Do this — Starting with the line containing "the white drawer" and ending with the last line of the listing below, number every line in order, skipping any blank lines. Include both of those lines and nothing else.

Saved entries
+ + + +
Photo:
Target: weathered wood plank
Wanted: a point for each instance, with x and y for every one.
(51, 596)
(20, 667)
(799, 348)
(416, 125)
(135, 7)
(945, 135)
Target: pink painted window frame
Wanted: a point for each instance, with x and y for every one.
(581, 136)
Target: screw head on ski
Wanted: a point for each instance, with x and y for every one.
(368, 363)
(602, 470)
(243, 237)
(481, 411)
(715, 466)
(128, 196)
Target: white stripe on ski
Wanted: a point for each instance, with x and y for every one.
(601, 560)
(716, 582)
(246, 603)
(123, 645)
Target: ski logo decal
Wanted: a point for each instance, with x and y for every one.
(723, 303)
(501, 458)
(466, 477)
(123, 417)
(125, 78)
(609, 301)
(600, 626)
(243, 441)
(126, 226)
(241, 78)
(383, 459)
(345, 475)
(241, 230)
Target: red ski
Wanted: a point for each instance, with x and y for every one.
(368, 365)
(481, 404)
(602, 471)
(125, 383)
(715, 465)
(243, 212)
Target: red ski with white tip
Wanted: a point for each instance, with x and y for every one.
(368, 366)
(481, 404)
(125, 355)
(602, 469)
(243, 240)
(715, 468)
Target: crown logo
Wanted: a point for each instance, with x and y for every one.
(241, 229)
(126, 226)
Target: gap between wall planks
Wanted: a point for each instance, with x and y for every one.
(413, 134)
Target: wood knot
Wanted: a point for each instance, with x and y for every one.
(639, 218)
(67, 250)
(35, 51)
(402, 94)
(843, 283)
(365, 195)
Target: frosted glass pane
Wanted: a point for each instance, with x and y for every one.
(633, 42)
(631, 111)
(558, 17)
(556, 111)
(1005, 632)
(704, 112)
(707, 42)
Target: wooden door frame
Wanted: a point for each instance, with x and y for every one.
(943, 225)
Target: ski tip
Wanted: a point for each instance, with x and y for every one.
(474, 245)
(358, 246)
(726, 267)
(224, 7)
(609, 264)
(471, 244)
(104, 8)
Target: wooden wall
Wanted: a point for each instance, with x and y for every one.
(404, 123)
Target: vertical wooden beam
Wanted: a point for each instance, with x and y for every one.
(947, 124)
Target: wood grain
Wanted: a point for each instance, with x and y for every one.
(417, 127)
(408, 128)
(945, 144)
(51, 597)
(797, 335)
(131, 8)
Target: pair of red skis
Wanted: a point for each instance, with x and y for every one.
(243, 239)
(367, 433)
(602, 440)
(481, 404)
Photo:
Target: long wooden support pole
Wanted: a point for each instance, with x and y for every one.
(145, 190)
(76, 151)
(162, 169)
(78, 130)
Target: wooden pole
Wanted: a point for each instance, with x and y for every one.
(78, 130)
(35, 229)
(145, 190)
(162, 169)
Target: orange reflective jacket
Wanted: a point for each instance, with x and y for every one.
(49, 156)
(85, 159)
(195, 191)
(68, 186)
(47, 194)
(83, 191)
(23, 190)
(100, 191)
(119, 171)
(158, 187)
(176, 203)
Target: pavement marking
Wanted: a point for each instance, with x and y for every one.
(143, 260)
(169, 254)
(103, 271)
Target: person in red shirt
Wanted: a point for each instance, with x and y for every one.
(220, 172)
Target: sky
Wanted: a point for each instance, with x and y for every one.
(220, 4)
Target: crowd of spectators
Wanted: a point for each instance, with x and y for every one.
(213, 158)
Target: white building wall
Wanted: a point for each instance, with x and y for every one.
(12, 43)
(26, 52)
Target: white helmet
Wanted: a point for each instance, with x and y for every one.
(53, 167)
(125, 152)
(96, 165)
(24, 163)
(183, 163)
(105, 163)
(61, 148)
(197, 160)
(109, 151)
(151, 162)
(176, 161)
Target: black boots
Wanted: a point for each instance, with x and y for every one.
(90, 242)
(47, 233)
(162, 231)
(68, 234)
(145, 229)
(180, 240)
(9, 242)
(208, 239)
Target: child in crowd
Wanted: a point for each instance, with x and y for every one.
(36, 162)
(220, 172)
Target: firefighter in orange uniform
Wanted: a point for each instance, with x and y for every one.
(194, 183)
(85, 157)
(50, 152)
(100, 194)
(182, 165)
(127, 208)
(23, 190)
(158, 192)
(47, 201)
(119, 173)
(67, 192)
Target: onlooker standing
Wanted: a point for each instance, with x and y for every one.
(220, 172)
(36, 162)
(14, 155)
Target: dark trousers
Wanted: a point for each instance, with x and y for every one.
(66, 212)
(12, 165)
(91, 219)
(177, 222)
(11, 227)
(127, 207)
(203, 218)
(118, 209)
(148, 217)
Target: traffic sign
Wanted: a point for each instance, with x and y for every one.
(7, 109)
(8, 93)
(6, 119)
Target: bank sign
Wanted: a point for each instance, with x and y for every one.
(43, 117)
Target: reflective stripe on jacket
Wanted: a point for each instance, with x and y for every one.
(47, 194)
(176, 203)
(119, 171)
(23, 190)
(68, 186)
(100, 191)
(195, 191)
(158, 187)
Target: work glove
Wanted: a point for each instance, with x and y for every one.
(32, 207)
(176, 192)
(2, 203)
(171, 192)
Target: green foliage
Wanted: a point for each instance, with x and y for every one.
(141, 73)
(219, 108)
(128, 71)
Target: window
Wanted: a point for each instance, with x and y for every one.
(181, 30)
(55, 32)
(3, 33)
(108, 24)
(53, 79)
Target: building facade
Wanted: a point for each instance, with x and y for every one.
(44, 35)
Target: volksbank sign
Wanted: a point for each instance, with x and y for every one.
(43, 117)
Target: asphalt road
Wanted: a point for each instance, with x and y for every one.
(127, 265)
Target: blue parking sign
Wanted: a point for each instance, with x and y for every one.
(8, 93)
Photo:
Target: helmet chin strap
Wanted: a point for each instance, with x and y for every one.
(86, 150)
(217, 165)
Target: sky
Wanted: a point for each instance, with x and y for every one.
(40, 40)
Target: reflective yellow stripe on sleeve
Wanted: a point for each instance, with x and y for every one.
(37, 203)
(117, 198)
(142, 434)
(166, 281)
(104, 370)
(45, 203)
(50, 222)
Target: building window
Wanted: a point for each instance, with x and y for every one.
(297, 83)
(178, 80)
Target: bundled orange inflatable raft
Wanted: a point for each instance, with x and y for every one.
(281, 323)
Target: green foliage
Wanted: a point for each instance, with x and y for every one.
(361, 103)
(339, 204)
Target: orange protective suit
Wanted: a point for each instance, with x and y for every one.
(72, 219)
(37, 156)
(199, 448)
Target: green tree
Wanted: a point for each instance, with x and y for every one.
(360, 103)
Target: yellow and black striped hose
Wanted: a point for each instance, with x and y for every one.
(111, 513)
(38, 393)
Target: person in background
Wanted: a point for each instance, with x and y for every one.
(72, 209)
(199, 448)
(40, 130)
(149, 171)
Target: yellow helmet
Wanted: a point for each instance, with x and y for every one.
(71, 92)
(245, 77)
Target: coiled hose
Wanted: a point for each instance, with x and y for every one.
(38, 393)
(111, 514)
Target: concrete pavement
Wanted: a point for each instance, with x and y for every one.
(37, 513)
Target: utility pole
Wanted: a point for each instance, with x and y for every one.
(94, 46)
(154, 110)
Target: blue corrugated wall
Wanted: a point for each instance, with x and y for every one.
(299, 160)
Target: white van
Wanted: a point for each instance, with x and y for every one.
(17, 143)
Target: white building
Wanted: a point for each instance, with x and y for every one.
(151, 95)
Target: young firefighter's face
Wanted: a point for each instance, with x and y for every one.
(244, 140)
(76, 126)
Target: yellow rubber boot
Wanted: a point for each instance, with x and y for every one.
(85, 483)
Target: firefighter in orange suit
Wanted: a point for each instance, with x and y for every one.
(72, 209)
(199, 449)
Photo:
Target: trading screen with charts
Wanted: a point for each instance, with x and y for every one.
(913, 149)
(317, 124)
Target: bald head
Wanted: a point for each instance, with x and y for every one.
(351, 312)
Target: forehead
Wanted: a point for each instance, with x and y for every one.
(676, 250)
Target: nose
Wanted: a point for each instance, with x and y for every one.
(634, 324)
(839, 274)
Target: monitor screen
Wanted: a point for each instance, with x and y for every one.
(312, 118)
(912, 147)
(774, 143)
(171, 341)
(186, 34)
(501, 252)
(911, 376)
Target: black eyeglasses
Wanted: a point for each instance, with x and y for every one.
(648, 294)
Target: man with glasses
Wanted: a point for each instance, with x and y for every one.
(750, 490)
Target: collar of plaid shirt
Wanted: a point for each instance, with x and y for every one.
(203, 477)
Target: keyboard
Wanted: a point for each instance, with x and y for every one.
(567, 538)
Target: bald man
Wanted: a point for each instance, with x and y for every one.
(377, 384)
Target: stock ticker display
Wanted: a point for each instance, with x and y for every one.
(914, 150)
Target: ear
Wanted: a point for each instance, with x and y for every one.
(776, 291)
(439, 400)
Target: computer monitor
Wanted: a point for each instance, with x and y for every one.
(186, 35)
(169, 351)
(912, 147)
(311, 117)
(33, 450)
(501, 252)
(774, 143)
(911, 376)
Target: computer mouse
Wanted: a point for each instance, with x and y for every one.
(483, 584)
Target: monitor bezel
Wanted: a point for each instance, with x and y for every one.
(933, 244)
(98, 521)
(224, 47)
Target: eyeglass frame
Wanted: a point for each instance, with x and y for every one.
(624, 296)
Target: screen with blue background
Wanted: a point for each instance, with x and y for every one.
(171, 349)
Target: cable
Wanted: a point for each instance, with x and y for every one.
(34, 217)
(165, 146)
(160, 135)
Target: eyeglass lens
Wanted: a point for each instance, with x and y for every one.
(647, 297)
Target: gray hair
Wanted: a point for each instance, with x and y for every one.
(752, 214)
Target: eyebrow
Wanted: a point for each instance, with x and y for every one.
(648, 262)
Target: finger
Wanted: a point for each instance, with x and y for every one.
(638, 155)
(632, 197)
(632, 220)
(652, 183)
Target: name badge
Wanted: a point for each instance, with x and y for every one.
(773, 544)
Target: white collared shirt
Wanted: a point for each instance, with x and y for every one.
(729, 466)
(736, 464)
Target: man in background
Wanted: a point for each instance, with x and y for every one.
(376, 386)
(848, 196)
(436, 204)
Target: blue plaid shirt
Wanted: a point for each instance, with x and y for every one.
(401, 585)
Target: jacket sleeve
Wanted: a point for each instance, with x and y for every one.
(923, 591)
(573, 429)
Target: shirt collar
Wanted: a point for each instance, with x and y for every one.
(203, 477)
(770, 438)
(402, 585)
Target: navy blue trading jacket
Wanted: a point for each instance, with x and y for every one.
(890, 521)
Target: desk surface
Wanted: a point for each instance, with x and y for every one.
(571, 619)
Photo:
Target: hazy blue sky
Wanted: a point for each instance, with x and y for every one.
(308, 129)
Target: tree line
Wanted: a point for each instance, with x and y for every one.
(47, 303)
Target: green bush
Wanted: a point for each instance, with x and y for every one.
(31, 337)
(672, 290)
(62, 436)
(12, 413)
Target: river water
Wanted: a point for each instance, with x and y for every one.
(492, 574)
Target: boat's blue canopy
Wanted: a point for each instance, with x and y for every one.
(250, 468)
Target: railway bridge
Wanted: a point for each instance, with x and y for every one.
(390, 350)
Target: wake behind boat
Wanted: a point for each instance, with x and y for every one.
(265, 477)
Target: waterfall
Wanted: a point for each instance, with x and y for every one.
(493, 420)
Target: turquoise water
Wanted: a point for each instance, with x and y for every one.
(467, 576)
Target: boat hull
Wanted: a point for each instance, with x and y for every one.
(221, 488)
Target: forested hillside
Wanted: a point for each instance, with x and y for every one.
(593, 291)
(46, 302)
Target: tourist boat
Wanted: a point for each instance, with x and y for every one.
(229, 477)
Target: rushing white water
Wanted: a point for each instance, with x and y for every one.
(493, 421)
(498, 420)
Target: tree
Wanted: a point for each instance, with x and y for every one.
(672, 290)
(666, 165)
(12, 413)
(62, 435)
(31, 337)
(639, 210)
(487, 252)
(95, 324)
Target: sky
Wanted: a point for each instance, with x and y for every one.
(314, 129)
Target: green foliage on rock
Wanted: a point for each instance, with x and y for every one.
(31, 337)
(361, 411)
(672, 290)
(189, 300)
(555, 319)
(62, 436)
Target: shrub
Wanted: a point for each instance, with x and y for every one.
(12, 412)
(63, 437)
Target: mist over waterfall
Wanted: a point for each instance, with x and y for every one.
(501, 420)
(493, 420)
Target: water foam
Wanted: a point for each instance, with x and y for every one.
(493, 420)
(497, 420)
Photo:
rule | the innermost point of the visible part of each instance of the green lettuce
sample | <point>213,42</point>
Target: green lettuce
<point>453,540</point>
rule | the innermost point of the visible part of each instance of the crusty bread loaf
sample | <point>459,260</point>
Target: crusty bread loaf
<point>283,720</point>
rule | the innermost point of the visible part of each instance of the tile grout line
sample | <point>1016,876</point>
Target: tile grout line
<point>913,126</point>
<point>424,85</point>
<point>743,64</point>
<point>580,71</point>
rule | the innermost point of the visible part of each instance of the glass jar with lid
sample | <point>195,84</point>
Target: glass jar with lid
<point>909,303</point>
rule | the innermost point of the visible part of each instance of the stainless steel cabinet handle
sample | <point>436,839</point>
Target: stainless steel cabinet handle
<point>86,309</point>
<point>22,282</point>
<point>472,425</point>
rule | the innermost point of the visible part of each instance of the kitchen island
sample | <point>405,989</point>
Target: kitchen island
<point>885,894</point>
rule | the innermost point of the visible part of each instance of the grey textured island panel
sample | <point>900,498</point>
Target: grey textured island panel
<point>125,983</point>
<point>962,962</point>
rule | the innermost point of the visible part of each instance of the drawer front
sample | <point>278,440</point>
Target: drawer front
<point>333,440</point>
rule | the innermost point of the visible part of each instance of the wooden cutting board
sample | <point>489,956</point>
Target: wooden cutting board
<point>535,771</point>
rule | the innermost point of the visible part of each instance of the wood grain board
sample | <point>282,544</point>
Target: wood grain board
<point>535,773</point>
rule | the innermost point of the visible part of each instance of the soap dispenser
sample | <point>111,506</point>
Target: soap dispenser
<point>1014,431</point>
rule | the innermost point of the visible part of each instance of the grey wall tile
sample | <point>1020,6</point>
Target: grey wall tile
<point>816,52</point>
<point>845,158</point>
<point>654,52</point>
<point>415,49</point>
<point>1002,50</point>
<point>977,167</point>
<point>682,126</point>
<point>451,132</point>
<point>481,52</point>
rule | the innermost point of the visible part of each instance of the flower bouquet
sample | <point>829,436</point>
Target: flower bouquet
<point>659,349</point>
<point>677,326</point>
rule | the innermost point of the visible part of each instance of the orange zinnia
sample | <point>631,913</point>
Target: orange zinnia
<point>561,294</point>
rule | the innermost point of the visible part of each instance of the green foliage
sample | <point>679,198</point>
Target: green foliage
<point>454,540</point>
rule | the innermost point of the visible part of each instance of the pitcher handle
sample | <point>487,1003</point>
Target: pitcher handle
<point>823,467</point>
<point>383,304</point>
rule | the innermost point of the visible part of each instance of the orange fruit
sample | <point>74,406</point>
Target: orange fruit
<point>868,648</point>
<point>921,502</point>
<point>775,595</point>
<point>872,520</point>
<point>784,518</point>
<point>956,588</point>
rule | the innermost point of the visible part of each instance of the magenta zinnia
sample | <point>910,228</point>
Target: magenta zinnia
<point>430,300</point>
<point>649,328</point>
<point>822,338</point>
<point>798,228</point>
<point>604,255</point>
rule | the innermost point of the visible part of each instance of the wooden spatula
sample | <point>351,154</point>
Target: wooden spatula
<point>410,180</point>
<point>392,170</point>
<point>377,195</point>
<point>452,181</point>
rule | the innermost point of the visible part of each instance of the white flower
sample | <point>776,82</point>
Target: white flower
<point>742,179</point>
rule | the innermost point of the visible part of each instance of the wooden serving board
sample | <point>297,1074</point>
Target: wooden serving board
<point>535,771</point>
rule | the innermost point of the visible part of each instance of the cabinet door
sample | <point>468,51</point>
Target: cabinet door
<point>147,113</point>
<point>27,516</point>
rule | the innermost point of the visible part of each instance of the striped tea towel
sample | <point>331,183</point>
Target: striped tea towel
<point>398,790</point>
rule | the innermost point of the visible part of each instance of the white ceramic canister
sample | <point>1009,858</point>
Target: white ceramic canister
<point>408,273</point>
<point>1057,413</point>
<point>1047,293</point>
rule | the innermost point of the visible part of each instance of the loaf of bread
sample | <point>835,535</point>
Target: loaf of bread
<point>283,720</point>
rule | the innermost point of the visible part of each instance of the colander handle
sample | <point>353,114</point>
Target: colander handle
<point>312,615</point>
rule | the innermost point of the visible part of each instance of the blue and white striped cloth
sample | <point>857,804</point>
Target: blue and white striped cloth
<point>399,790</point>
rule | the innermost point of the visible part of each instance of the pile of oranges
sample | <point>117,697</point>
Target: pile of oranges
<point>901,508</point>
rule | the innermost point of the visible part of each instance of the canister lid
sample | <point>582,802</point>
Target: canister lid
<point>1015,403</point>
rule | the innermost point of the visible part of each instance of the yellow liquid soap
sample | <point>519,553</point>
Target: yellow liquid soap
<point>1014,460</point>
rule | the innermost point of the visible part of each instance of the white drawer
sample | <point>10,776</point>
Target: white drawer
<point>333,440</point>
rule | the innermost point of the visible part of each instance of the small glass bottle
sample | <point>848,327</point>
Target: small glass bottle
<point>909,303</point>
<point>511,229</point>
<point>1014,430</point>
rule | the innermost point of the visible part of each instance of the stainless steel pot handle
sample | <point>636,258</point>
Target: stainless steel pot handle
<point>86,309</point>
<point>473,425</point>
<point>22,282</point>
+ + + +
Reply —
1. rule | the innermost point of the visible part of each instance of the white drawer
2. sample | <point>10,776</point>
3. Target: white drawer
4. <point>333,440</point>
5. rule | the innermost point of the visible part of each instance of the small glass bottle
6. sample | <point>848,327</point>
7. Target: small glass bottle
8. <point>909,303</point>
9. <point>511,229</point>
10. <point>1014,430</point>
11. rule | the innermost point of the visible part of each instance of the stainless steel pot handle
12. sample | <point>636,258</point>
13. Target: stainless steel pot handle
14. <point>86,309</point>
15. <point>473,425</point>
16. <point>22,282</point>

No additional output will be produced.